Thank you, Mr. Sidhu, but this is the first week we've been back in Parliament since Keystone XL was cancelled and this is an important issue for the country, whether you like it or not. The witnesses can wait while we go through this matter, with all due respect. Please, let's continue.
I heard the parliamentary secretary in the House of Commons yesterday talking about this matter, Line 5 being one aspect, and he actually said the opposition raised this issue irresponsibly, that this is something we as the opposition shouldn't deal with in the House of Commons. We raised this matter six times before the government even acknowledged that Line 5 was an issue that they had to deal with. This is the job of opposition—to hold the government to account on the issues that affect our country, the issues that affect our constituents, yet again I see from the parliamentary secretary's words that he doesn't think we should be involved in it. Well, I strongly differ with the parliamentary secretary in that respect.
As a matter of fact, last night I watched Richard Madan on CTV News. He was in the White House asking the same question, and the concerns were raised from the response in the White House that yes, this is something they're looking at. We need to get our team down there and make sure the case is made that this long-standing important infrastructure piece across this country needs to be maintained no matter what. This is something that does not seem to be at the forefront of this government's agenda. It is not irresponsible for the opposition to raise it, and if it's irresponsible for us to raise it, well, God forbid that Richard Madan and CTV News raise it in the White House. Good thing we're on top of it here on one side of Parliament. We'd like to make sure the government side of Parliament actually gets on top of this issue as well, because right now, as with all these issues, it seems to be ignoring it as if these issues don't matter or will just go away. This isn't going away.
This is our most important trade. We make $100 billion a year in our balance of trade with our oil export alone. That's significant value added. For a country that runs a $30-billion plus deficit in the balance of trade, $100 billion is a wallop, and it's the biggest wallop in our budget. When you look at the actual revenue we derive, we've derived almost $600 billion in government revenue in Canada over the last 20 years. That's real cash at the end of the day. Think about where our deficits are now. Think about how we're going to come out of this pandemic, and think about how we're going to address greenhouse gas reduction without this industry, because without this industry, we're capped. This industry reduces more than any other industry out there.
My friends on this committee, I want you to take a good look at this and try to move it forward in the government's mandate here so we're actually paying attention to this issue. It matters very much. Think about that, and think about the failures that have happened over the last five years. Think about Keystone XL if you want to go back a week. Think about Teck's Frontier project. Think about the northern gateway project and the energy east project. Think about TMX and why the government had to step in to buy it because we as a country screwed up a regulatory regime that got a private company to build a pipeline to get our product to market. That is all failure.
Let's look at Line 5. Let's look at Line 3, which is on the table now. Let's get a plan together so we stop failing. The government needs to start caring that they're failing on every file in the energy sector, and they need to start caring about the jobs that we're losing. They need to start caring about the economic outcome and they need to start caring about how we come out of this pandemic at the end of the day.
I've said a lot here, Mr. Chair. The motion's on the table, and I thank you for your time.

——————————

• _What to work on_
1. Answer these about the speech:
(a) How many times did the opposition raise the matter before the government acknowledged Line 5 as an issue?
(b) Whom did the speaker watch on CTV News last night?
(c) How much government revenue has Canada derived over the last 20 years?
2. Write out the speech word for word from "Thank you, Mr." up to and including "Please, let's continue.".

——————————

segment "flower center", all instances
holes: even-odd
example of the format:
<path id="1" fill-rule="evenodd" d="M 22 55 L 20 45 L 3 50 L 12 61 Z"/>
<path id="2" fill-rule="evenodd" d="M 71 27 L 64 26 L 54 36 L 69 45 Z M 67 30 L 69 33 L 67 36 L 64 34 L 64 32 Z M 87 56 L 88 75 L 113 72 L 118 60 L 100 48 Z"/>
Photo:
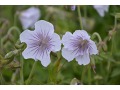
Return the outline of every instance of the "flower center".
<path id="1" fill-rule="evenodd" d="M 85 49 L 87 49 L 87 45 L 88 45 L 88 41 L 83 40 L 82 38 L 80 38 L 80 40 L 79 40 L 79 48 L 81 48 L 82 50 L 85 50 Z"/>

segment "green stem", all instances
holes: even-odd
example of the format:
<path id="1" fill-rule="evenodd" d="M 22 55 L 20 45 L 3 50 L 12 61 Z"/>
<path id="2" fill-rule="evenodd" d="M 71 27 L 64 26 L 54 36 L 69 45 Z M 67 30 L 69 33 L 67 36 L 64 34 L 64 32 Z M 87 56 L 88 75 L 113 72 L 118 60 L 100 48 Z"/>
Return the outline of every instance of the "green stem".
<path id="1" fill-rule="evenodd" d="M 97 36 L 97 38 L 98 38 L 99 42 L 101 42 L 101 41 L 102 41 L 102 39 L 101 39 L 100 35 L 99 35 L 97 32 L 94 32 L 92 36 L 93 36 L 93 37 Z"/>
<path id="2" fill-rule="evenodd" d="M 83 83 L 83 80 L 84 80 L 84 76 L 85 76 L 85 73 L 87 71 L 87 66 L 83 67 L 83 70 L 82 70 L 82 75 L 81 75 L 81 82 Z"/>
<path id="3" fill-rule="evenodd" d="M 78 17 L 79 17 L 79 22 L 80 22 L 80 29 L 83 30 L 82 17 L 81 17 L 81 12 L 80 12 L 80 6 L 77 6 L 77 11 L 78 11 Z"/>
<path id="4" fill-rule="evenodd" d="M 89 85 L 91 85 L 91 66 L 90 65 L 88 68 L 88 82 L 89 82 Z"/>
<path id="5" fill-rule="evenodd" d="M 117 19 L 116 19 L 116 17 L 115 17 L 115 21 L 114 21 L 114 30 L 116 30 L 116 27 L 117 27 Z"/>
<path id="6" fill-rule="evenodd" d="M 24 60 L 21 57 L 20 58 L 20 63 L 21 63 L 21 68 L 20 68 L 20 84 L 24 84 L 24 76 L 23 76 L 23 65 L 24 65 Z"/>
<path id="7" fill-rule="evenodd" d="M 17 19 L 17 13 L 15 13 L 15 15 L 14 15 L 14 26 L 16 26 L 16 19 Z"/>
<path id="8" fill-rule="evenodd" d="M 30 72 L 30 74 L 29 74 L 29 77 L 28 77 L 28 79 L 27 79 L 27 81 L 26 81 L 26 85 L 28 85 L 28 84 L 30 83 L 30 79 L 32 78 L 32 75 L 33 75 L 33 73 L 34 73 L 36 64 L 37 64 L 37 61 L 35 61 L 34 64 L 33 64 L 33 66 L 32 66 L 32 70 L 31 70 L 31 72 Z"/>

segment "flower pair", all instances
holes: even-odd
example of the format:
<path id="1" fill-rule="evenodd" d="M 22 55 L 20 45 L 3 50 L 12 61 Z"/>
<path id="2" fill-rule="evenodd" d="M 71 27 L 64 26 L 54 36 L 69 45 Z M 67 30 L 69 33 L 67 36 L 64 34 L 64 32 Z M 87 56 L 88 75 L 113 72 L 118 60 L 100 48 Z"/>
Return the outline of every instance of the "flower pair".
<path id="1" fill-rule="evenodd" d="M 40 60 L 41 64 L 47 67 L 50 60 L 50 52 L 57 52 L 62 48 L 62 56 L 72 61 L 76 58 L 78 64 L 86 65 L 90 62 L 89 55 L 97 54 L 98 50 L 84 30 L 76 30 L 73 34 L 66 32 L 62 40 L 54 33 L 54 26 L 44 20 L 35 23 L 35 30 L 25 30 L 20 34 L 20 41 L 27 44 L 27 48 L 22 52 L 25 59 L 32 58 Z"/>

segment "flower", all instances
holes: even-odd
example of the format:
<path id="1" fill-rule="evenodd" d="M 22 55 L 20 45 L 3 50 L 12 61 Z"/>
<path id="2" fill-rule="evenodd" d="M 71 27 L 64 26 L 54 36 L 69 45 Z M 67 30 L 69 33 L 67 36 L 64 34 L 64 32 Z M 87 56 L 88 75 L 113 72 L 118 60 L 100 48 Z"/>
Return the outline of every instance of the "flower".
<path id="1" fill-rule="evenodd" d="M 69 62 L 76 58 L 79 65 L 89 64 L 89 55 L 98 53 L 95 42 L 84 30 L 76 30 L 73 34 L 66 32 L 63 35 L 62 43 L 64 45 L 62 56 Z"/>
<path id="2" fill-rule="evenodd" d="M 76 5 L 71 5 L 71 10 L 75 11 L 75 9 L 76 9 Z"/>
<path id="3" fill-rule="evenodd" d="M 34 23 L 40 18 L 40 10 L 36 7 L 31 7 L 20 13 L 19 19 L 23 29 L 33 28 Z"/>
<path id="4" fill-rule="evenodd" d="M 40 60 L 44 67 L 50 64 L 50 52 L 61 49 L 60 36 L 54 33 L 53 25 L 44 20 L 35 23 L 34 31 L 23 31 L 20 41 L 27 44 L 27 48 L 22 52 L 23 57 Z"/>
<path id="5" fill-rule="evenodd" d="M 96 11 L 99 13 L 101 17 L 104 17 L 105 12 L 108 12 L 109 5 L 93 5 Z"/>

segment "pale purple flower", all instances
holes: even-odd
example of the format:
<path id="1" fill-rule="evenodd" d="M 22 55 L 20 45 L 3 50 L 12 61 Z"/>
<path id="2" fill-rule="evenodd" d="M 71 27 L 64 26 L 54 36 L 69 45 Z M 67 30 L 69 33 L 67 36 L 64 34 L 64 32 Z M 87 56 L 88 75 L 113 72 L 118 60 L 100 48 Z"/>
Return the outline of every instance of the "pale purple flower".
<path id="1" fill-rule="evenodd" d="M 76 9 L 76 5 L 71 5 L 71 10 L 75 11 L 75 9 Z"/>
<path id="2" fill-rule="evenodd" d="M 90 55 L 98 53 L 95 42 L 84 30 L 76 30 L 73 34 L 66 32 L 62 43 L 64 45 L 62 56 L 68 61 L 75 58 L 79 65 L 89 64 Z"/>
<path id="3" fill-rule="evenodd" d="M 27 44 L 27 48 L 22 52 L 23 57 L 40 60 L 45 67 L 51 62 L 50 52 L 61 49 L 60 36 L 54 33 L 53 25 L 44 20 L 35 23 L 34 31 L 23 31 L 20 34 L 20 41 Z"/>
<path id="4" fill-rule="evenodd" d="M 19 19 L 21 21 L 23 29 L 33 28 L 34 23 L 40 18 L 40 10 L 36 7 L 31 7 L 20 13 Z"/>
<path id="5" fill-rule="evenodd" d="M 101 17 L 104 17 L 105 12 L 108 12 L 109 10 L 109 5 L 93 5 L 93 7 Z"/>

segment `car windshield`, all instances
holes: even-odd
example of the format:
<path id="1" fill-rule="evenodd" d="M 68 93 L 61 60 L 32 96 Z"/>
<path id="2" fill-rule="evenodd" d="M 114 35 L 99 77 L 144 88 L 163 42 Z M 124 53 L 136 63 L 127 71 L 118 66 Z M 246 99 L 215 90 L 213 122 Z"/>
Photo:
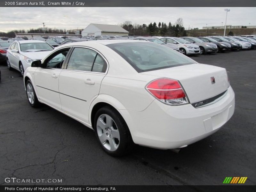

——————————

• _Answer set_
1.
(a) Six times.
(b) Richard Madan.
(c) Almost $600 billion.

2.
Thank you, Mr. Sidhu, but this is the first week we've been back in Parliament since Keystone XL was cancelled and this is an important issue for the country, whether you like it or not. The witnesses can wait while we go through this matter, with all due respect. Please, let's continue.